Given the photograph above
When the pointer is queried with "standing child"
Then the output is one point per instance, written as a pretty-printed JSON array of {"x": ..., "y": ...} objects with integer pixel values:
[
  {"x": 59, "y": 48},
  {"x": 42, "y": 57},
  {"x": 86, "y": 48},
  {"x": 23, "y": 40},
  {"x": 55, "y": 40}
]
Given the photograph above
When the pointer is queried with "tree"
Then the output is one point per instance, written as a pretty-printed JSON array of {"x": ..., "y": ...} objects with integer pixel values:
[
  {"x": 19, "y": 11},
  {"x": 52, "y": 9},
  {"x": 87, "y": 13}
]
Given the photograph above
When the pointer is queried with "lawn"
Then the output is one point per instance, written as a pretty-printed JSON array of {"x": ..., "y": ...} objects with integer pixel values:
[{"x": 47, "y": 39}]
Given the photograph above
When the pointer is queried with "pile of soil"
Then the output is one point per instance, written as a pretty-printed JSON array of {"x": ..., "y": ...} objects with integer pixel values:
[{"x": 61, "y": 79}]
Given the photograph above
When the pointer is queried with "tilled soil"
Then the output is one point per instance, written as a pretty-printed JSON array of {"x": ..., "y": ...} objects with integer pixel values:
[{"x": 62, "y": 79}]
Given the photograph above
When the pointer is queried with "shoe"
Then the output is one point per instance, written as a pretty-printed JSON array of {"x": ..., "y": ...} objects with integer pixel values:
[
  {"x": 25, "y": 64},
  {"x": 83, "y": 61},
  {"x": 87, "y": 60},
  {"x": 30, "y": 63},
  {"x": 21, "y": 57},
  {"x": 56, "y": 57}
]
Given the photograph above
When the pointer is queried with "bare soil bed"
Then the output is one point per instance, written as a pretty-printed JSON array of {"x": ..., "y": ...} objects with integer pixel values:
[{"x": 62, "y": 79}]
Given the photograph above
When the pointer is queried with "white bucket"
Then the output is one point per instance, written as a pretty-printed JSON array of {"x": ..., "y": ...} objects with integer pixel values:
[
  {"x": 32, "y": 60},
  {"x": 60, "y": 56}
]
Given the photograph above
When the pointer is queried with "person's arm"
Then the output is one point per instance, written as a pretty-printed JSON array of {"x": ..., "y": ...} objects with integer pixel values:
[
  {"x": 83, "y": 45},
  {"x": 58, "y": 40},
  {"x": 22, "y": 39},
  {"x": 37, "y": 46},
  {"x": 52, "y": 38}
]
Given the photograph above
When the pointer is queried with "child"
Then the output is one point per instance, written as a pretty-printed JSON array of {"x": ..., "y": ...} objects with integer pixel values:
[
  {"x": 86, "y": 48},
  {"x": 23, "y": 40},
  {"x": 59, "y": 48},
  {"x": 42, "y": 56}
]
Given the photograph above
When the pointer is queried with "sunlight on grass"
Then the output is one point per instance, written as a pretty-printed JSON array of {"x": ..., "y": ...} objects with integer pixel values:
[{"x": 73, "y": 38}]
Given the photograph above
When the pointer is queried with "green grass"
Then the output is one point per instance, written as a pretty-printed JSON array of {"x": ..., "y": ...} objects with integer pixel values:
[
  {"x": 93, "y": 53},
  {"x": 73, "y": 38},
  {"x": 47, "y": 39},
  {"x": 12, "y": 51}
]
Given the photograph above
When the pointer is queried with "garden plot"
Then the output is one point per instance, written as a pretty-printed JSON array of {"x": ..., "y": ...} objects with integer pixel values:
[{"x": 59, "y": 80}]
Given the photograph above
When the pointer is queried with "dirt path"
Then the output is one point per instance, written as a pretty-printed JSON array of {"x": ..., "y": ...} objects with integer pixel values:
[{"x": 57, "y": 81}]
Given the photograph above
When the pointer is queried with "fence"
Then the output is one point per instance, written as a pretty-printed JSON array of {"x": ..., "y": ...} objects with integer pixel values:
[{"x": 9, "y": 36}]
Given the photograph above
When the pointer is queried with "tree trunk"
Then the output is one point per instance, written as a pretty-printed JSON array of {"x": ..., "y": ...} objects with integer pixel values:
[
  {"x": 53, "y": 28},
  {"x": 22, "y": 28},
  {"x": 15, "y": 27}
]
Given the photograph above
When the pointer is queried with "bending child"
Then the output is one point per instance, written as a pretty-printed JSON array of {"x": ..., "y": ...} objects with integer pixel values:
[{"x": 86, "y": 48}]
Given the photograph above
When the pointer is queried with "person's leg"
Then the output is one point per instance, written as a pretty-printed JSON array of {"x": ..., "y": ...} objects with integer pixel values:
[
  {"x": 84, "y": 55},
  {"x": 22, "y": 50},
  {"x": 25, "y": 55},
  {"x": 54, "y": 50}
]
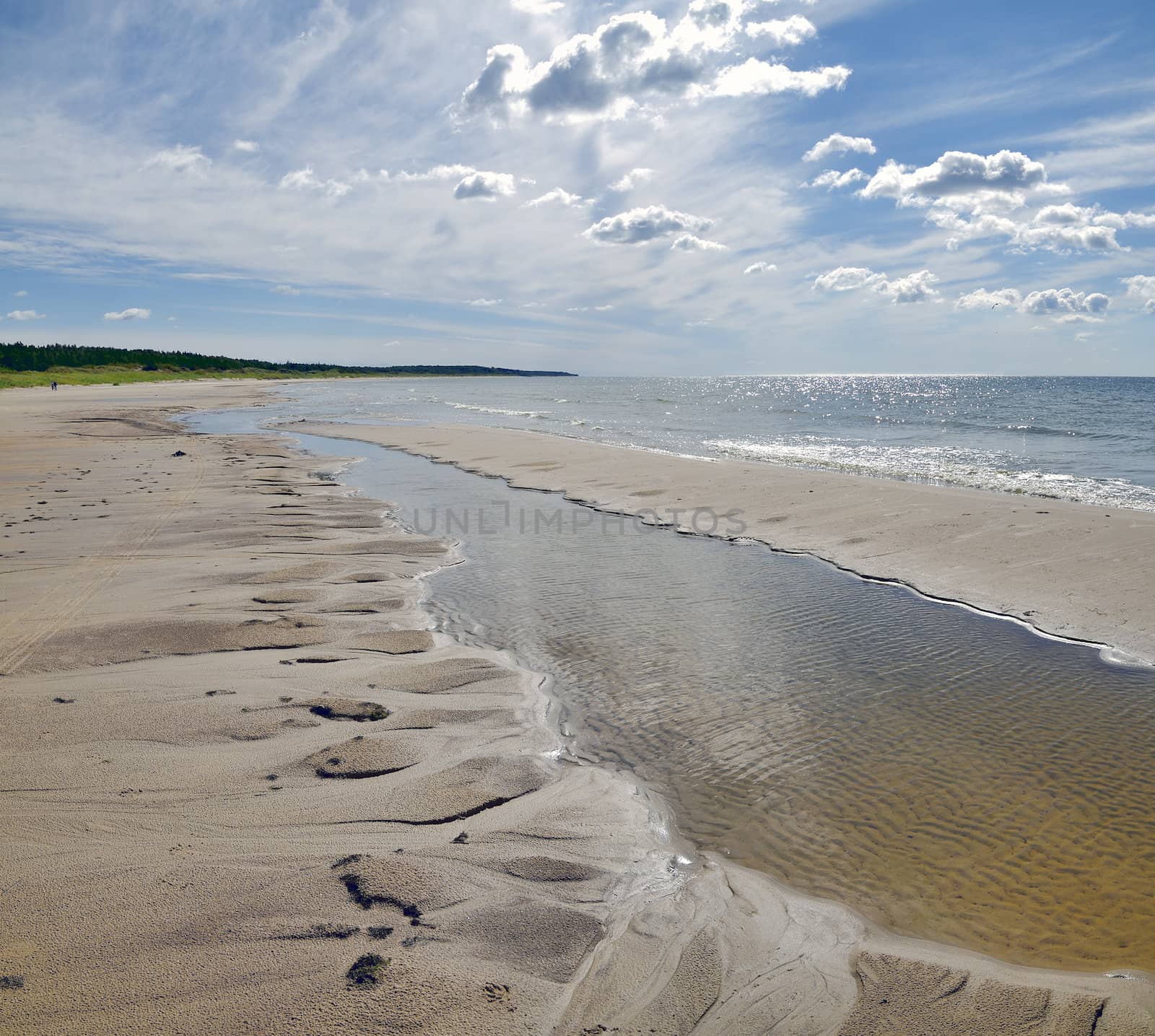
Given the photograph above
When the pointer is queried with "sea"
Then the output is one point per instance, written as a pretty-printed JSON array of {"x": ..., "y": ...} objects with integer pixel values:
[
  {"x": 1085, "y": 439},
  {"x": 950, "y": 774}
]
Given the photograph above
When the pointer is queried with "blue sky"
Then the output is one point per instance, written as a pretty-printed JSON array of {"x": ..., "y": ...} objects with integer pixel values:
[{"x": 716, "y": 186}]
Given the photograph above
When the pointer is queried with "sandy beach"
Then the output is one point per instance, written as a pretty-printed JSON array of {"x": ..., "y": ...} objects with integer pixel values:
[
  {"x": 1070, "y": 570},
  {"x": 248, "y": 791}
]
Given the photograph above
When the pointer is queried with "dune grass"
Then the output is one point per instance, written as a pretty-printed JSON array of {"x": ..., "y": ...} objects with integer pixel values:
[{"x": 128, "y": 375}]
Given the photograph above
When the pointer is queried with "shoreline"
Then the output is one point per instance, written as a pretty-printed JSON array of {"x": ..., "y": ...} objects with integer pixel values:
[
  {"x": 962, "y": 562},
  {"x": 540, "y": 920}
]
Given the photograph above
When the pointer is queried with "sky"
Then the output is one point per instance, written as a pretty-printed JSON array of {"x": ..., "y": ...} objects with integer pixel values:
[{"x": 702, "y": 187}]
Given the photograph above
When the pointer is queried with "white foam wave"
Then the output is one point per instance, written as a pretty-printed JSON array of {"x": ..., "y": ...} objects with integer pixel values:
[
  {"x": 952, "y": 466},
  {"x": 498, "y": 410}
]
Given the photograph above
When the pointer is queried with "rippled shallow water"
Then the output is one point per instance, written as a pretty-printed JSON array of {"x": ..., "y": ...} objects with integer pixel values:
[
  {"x": 950, "y": 774},
  {"x": 1089, "y": 439}
]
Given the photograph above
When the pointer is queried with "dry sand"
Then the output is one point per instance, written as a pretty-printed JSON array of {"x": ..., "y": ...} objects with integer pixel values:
[
  {"x": 1066, "y": 568},
  {"x": 245, "y": 791}
]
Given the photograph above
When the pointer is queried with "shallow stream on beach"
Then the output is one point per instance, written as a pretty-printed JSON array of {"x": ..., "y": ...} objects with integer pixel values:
[{"x": 951, "y": 774}]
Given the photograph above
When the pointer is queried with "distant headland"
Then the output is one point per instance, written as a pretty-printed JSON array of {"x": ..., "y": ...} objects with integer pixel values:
[{"x": 36, "y": 365}]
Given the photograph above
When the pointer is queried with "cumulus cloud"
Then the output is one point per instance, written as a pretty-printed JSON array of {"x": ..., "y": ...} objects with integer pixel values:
[
  {"x": 691, "y": 243},
  {"x": 839, "y": 144},
  {"x": 1143, "y": 288},
  {"x": 485, "y": 186},
  {"x": 1066, "y": 305},
  {"x": 637, "y": 227},
  {"x": 305, "y": 179},
  {"x": 985, "y": 300},
  {"x": 760, "y": 77},
  {"x": 914, "y": 288},
  {"x": 956, "y": 173},
  {"x": 832, "y": 179},
  {"x": 632, "y": 179},
  {"x": 635, "y": 59},
  {"x": 473, "y": 184},
  {"x": 182, "y": 160},
  {"x": 1065, "y": 227},
  {"x": 976, "y": 198},
  {"x": 558, "y": 194},
  {"x": 438, "y": 173},
  {"x": 783, "y": 31}
]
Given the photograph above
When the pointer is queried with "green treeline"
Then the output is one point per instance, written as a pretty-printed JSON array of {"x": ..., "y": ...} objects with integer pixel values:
[{"x": 17, "y": 356}]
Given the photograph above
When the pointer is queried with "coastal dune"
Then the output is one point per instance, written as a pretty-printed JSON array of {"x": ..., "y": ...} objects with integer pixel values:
[{"x": 248, "y": 789}]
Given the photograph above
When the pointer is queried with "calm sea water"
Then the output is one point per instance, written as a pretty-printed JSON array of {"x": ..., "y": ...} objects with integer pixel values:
[
  {"x": 1087, "y": 439},
  {"x": 947, "y": 773}
]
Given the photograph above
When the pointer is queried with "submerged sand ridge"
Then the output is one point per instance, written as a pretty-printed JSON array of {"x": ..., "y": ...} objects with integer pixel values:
[
  {"x": 1068, "y": 568},
  {"x": 950, "y": 775},
  {"x": 173, "y": 861}
]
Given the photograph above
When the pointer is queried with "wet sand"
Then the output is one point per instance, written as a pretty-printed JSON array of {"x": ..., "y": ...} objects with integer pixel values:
[
  {"x": 1066, "y": 568},
  {"x": 245, "y": 789}
]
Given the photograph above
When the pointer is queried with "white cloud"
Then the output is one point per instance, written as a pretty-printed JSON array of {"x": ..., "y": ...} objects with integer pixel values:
[
  {"x": 1065, "y": 227},
  {"x": 537, "y": 6},
  {"x": 632, "y": 179},
  {"x": 1143, "y": 288},
  {"x": 788, "y": 31},
  {"x": 760, "y": 77},
  {"x": 558, "y": 194},
  {"x": 985, "y": 300},
  {"x": 832, "y": 179},
  {"x": 305, "y": 179},
  {"x": 474, "y": 184},
  {"x": 485, "y": 186},
  {"x": 839, "y": 144},
  {"x": 956, "y": 173},
  {"x": 914, "y": 288},
  {"x": 182, "y": 160},
  {"x": 637, "y": 227},
  {"x": 635, "y": 59},
  {"x": 691, "y": 243},
  {"x": 1066, "y": 305}
]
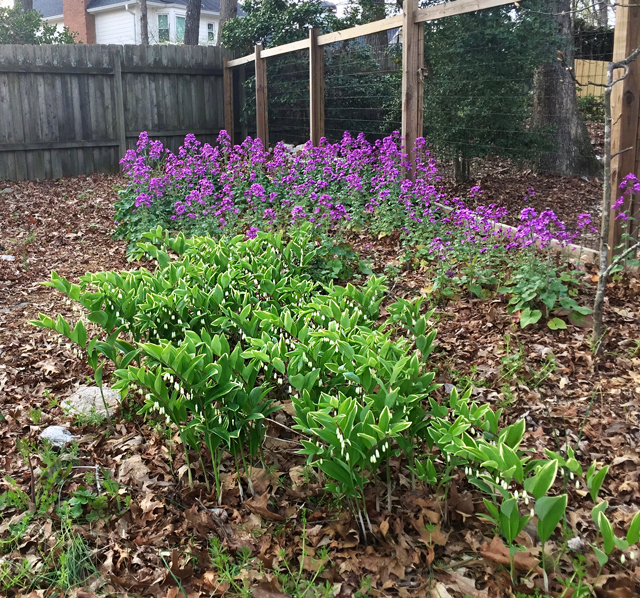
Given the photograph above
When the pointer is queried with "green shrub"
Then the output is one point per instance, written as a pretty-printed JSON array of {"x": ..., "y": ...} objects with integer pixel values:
[{"x": 591, "y": 108}]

.....

* _SHORT PROBLEM_
Return every line of the entries above that contains the string "grass".

* _TASK SOLUTION_
When the pointer is queried with "sunlight on grass"
When the pointer is queried with "green grass"
When the pointer is queried with "dune grass"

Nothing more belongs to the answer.